━━━━━ Dataset entries ━━━━━

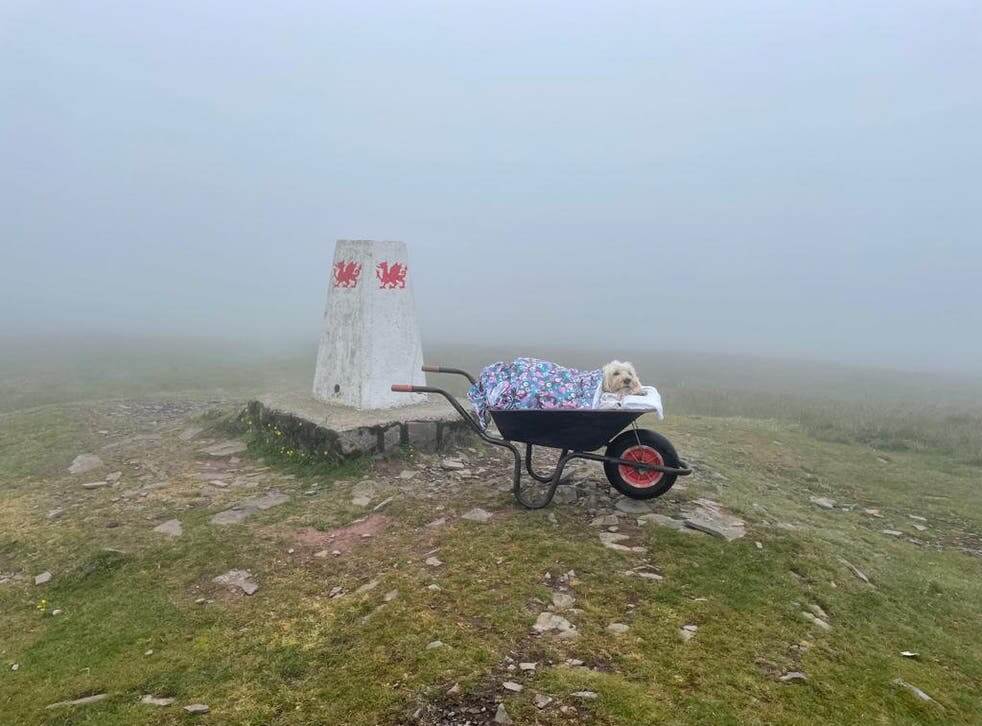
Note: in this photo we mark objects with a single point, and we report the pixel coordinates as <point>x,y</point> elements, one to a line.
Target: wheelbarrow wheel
<point>646,447</point>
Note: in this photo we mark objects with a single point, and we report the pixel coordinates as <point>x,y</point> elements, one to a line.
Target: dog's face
<point>621,378</point>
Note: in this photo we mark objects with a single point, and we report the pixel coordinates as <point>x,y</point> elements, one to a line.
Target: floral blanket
<point>528,383</point>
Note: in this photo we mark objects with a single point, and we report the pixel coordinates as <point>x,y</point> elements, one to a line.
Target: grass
<point>292,654</point>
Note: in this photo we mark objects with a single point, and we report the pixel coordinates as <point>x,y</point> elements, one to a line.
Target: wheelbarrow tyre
<point>652,449</point>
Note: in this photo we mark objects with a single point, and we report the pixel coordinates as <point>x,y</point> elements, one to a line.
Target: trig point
<point>370,338</point>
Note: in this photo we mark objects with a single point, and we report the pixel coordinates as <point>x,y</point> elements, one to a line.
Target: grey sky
<point>772,177</point>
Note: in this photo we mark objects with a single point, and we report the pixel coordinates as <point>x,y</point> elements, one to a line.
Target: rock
<point>661,520</point>
<point>562,600</point>
<point>84,463</point>
<point>383,504</point>
<point>817,610</point>
<point>267,501</point>
<point>688,632</point>
<point>548,621</point>
<point>541,700</point>
<point>80,701</point>
<point>477,515</point>
<point>565,495</point>
<point>231,516</point>
<point>913,689</point>
<point>225,448</point>
<point>155,701</point>
<point>190,432</point>
<point>610,540</point>
<point>604,521</point>
<point>361,440</point>
<point>815,620</point>
<point>710,517</point>
<point>653,576</point>
<point>172,528</point>
<point>241,579</point>
<point>247,508</point>
<point>422,435</point>
<point>632,506</point>
<point>855,570</point>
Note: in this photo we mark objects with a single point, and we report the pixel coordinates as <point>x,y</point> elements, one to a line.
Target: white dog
<point>621,379</point>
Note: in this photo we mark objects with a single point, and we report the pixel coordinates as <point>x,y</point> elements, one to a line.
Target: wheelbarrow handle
<point>454,371</point>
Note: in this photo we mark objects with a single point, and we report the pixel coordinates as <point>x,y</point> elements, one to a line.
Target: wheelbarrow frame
<point>619,419</point>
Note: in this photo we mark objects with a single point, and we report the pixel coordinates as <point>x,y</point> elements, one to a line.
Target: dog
<point>621,379</point>
<point>530,383</point>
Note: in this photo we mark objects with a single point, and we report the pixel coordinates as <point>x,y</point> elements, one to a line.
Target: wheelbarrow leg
<point>552,481</point>
<point>528,466</point>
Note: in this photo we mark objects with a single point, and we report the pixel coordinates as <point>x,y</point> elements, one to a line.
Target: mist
<point>766,178</point>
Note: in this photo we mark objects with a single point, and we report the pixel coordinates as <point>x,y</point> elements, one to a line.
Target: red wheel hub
<point>641,477</point>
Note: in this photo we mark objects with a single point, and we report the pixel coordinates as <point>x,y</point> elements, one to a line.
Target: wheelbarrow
<point>639,463</point>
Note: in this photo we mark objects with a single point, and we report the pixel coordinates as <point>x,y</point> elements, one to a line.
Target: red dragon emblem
<point>391,277</point>
<point>346,273</point>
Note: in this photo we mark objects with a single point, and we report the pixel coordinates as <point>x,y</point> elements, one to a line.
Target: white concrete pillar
<point>370,337</point>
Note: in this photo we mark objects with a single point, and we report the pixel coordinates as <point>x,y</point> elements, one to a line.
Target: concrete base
<point>340,432</point>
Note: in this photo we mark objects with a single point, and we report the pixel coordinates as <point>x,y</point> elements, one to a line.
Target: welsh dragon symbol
<point>346,273</point>
<point>391,277</point>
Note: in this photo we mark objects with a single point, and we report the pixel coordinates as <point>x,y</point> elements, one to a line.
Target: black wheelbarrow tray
<point>639,463</point>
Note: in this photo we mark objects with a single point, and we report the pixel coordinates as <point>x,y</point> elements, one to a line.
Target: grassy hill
<point>425,621</point>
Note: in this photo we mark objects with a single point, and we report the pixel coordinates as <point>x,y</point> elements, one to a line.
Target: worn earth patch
<point>344,538</point>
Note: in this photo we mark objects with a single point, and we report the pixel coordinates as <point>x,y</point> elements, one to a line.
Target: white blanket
<point>648,399</point>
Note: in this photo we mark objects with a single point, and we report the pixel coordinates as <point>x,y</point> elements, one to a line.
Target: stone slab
<point>340,432</point>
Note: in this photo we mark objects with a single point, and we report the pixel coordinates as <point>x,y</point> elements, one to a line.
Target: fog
<point>766,178</point>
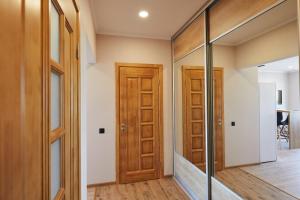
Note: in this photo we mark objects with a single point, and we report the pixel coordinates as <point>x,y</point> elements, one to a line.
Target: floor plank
<point>162,189</point>
<point>283,174</point>
<point>250,187</point>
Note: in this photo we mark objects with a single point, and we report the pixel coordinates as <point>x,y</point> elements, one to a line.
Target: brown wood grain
<point>227,14</point>
<point>249,186</point>
<point>193,116</point>
<point>20,119</point>
<point>191,38</point>
<point>139,104</point>
<point>163,189</point>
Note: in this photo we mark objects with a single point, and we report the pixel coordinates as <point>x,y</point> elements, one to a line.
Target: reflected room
<point>257,106</point>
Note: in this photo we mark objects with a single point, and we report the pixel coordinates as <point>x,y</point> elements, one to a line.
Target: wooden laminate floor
<point>250,187</point>
<point>284,174</point>
<point>161,189</point>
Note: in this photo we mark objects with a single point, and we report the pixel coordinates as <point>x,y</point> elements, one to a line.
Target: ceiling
<point>282,14</point>
<point>283,66</point>
<point>120,17</point>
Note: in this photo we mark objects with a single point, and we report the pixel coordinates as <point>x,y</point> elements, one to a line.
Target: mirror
<point>189,90</point>
<point>190,117</point>
<point>256,139</point>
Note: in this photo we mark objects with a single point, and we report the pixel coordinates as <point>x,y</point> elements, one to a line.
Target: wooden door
<point>63,104</point>
<point>218,119</point>
<point>194,116</point>
<point>139,122</point>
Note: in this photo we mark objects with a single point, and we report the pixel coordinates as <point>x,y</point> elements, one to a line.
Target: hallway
<point>163,189</point>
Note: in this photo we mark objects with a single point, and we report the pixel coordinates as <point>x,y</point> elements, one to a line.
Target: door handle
<point>220,122</point>
<point>123,127</point>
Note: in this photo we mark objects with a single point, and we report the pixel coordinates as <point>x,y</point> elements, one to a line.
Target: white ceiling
<point>282,66</point>
<point>279,16</point>
<point>120,17</point>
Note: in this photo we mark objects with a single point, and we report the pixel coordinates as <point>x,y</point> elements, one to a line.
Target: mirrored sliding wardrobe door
<point>189,98</point>
<point>256,104</point>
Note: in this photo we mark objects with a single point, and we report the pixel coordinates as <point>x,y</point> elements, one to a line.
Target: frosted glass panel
<point>54,34</point>
<point>55,100</point>
<point>55,168</point>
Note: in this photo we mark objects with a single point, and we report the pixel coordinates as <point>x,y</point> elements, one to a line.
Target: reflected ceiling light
<point>143,14</point>
<point>291,67</point>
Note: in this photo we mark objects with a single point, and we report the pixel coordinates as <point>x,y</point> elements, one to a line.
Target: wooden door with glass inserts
<point>62,100</point>
<point>194,117</point>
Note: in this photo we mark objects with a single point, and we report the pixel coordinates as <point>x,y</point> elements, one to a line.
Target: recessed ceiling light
<point>291,67</point>
<point>143,14</point>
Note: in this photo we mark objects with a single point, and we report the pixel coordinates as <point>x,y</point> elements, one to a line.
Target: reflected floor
<point>249,187</point>
<point>165,189</point>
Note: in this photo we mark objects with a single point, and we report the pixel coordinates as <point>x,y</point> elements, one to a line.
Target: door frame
<point>187,67</point>
<point>75,76</point>
<point>118,65</point>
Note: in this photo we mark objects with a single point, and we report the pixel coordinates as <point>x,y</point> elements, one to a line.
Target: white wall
<point>275,45</point>
<point>293,88</point>
<point>241,105</point>
<point>282,83</point>
<point>101,111</point>
<point>87,56</point>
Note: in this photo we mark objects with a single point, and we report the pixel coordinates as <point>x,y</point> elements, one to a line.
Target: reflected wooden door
<point>63,84</point>
<point>139,122</point>
<point>193,97</point>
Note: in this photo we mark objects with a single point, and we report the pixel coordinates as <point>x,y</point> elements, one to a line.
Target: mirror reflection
<point>257,106</point>
<point>190,130</point>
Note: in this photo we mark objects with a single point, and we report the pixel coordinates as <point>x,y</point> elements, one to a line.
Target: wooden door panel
<point>193,116</point>
<point>66,66</point>
<point>139,136</point>
<point>218,119</point>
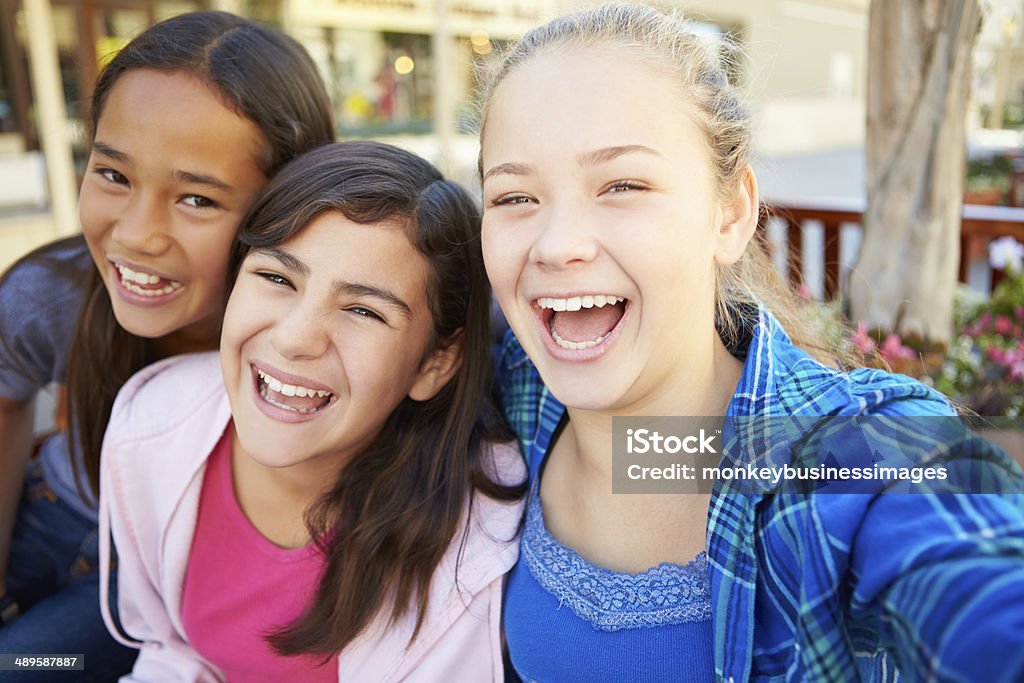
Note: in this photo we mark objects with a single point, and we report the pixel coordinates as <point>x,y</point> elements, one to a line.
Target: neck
<point>275,500</point>
<point>693,390</point>
<point>201,336</point>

━━━━━

Find every line in the entries above that contains the word "dragon", and copy each of those lines.

Solved problem >>
Target: red dragon emblem
Target: welsh dragon symbol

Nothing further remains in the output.